====== Records supplied ======

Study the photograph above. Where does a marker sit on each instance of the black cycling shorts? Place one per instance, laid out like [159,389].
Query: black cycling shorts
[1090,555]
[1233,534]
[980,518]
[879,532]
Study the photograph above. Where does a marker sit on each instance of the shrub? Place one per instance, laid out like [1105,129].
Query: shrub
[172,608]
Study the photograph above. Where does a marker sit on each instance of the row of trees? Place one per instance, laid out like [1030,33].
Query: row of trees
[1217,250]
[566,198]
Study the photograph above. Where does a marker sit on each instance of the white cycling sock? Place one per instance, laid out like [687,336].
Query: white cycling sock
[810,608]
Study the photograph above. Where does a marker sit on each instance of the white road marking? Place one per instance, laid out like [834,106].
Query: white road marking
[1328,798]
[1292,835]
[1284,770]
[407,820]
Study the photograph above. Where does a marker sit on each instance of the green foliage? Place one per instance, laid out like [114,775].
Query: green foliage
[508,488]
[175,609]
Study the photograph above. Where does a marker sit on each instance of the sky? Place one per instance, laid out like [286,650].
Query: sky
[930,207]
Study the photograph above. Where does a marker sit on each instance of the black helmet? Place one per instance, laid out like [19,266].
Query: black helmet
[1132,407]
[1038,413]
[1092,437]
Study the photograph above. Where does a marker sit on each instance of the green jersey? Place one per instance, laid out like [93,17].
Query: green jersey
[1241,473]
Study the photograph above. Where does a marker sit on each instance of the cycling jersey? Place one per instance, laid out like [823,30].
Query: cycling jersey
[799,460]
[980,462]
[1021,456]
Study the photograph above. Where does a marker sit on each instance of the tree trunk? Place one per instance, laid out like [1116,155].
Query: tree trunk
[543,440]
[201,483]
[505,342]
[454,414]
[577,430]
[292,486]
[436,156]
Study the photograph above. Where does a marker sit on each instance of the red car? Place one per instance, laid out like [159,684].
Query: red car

======

Reproduce every row above, keeping each character unchanged.

### [Task answer]
Study the photograph above. Where does a marker sit on each instance of the black cycling shorts? Place one per instance, laid out like [159,389].
Query: black cycling shorts
[1090,555]
[1233,534]
[980,518]
[879,532]
Study the photograph above. Where does a marker sit on each instance of the shrub? Place one per instance, laid out like [1105,129].
Query: shrub
[172,608]
Study the photograph above. Where does a marker sit on each instance of the row of trees? Place one per instance, laid out like [1030,33].
Query: row of trees
[1217,250]
[566,198]
Study the photograph above. Where does a marker sit on each instance of the white cycling sock? Place one per instance, laid out like [687,336].
Query: white cycling sock
[810,608]
Study the photograph above. Where does a marker sit on each instance of the white road marking? Place one per instance, laid out like [834,106].
Query: white road marking
[1328,798]
[1292,835]
[1284,770]
[407,820]
Study the photograph above. Where does a marker sit on each instance of the green foliage? Place one per instance, laid out like [114,775].
Query: green foliage
[508,488]
[175,609]
Study the photograph above. Where does a marker sit on each instance of the sky? Place one per instance, laid out like [286,650].
Query: sky
[930,207]
Study the photograph above. Where does a marker sit on each instance of the black helmet? Place one per instance, laid out like [19,266].
Query: black helmet
[1132,407]
[1038,413]
[1092,437]
Study the photograph above. Where does a marker sit on each instance of the green jersey? Place one per instance, laid out like [93,17].
Query: green jersey
[1241,473]
Study the photograph above. Where does a marker sit on each instance of the cycling jersey? Place one per instance, laid out like [823,30].
Query: cycling jersey
[799,460]
[980,462]
[1021,456]
Study the photograph above. Where does a marker sit on each instance of the tree trunk? Place one per instance, laid out like [1116,155].
Query: tree trunk
[543,440]
[201,483]
[505,342]
[454,414]
[577,430]
[292,486]
[436,156]
Study the photograph above. Where does a marker sit on each instance of the red car? Place one per instance, laid out like [159,684].
Query: red car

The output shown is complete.